Can you write out the stretch from the line containing "of the decorative" through the line containing "Target: decorative wall object" with "wall decoration" substituted for "decorative wall object" and nothing else changed?

===

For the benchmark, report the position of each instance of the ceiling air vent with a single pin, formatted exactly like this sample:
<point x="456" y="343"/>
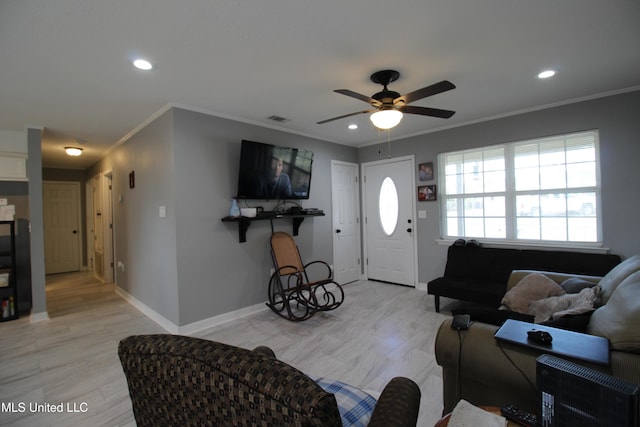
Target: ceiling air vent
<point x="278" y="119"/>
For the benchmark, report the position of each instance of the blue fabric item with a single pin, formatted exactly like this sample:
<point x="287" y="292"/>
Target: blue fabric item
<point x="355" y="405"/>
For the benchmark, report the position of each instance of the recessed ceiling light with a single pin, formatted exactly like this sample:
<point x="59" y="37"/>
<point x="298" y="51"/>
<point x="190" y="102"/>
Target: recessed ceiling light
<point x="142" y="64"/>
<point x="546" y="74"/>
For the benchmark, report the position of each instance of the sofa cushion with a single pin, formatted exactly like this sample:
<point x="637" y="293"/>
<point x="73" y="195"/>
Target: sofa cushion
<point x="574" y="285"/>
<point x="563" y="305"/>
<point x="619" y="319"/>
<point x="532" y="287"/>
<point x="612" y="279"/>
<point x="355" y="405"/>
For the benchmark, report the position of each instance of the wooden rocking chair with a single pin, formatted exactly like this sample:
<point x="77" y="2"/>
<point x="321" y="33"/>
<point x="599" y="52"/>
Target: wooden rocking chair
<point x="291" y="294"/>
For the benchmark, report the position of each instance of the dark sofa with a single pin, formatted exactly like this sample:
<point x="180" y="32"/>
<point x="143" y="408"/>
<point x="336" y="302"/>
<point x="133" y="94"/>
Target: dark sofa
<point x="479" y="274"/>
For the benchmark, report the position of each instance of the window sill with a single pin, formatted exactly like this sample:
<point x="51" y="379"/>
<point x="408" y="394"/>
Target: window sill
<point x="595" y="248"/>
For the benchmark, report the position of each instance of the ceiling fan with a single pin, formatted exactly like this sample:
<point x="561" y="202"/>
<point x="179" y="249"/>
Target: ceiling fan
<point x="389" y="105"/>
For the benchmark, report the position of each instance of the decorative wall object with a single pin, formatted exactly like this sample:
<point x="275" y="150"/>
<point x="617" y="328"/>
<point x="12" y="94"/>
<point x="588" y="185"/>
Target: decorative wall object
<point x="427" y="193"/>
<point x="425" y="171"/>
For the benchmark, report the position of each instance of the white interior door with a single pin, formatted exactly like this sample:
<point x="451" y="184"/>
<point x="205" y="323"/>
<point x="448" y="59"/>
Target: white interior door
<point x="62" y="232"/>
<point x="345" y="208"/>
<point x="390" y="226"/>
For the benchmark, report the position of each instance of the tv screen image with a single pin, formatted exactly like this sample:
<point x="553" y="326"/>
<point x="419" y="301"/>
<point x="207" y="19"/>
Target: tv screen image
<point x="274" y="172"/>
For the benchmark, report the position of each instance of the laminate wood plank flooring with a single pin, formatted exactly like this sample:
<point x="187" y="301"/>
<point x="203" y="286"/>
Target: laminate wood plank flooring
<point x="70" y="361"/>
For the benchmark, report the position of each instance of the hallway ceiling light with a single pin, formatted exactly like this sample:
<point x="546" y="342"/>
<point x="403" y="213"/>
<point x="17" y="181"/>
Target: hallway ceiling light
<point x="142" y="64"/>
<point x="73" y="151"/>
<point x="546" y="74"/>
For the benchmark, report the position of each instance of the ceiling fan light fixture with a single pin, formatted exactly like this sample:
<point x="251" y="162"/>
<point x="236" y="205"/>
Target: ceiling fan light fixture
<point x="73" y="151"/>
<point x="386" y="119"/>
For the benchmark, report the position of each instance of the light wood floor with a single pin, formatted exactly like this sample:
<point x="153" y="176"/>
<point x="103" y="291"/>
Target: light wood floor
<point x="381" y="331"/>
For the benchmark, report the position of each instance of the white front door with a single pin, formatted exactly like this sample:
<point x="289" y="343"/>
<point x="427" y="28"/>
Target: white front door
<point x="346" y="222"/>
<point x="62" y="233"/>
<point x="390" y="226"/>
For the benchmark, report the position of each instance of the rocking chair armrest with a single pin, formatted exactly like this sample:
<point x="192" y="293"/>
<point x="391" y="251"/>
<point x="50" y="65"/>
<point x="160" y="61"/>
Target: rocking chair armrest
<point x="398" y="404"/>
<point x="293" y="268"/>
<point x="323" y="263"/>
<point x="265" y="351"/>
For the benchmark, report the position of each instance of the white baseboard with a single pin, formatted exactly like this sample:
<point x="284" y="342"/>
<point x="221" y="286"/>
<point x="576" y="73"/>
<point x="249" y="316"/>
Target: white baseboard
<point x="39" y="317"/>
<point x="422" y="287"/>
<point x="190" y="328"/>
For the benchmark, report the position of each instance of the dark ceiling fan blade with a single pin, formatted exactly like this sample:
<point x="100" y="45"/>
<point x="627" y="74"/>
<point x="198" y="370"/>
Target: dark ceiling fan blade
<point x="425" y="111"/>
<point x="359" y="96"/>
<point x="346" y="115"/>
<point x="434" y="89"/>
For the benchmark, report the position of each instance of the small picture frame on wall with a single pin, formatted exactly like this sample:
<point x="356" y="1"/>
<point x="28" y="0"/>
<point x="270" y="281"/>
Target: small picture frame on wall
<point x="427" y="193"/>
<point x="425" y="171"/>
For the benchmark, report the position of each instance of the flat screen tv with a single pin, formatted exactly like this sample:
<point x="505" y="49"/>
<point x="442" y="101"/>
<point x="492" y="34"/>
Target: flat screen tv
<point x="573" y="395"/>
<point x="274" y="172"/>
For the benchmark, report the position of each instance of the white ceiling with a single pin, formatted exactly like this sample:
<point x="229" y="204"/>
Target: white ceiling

===

Answer for the task -
For the benchmark, report the position of each instance of the wall decoration with a single pin, formatted exactly like this sample:
<point x="275" y="150"/>
<point x="617" y="328"/>
<point x="12" y="94"/>
<point x="588" y="185"/>
Target: wall decoration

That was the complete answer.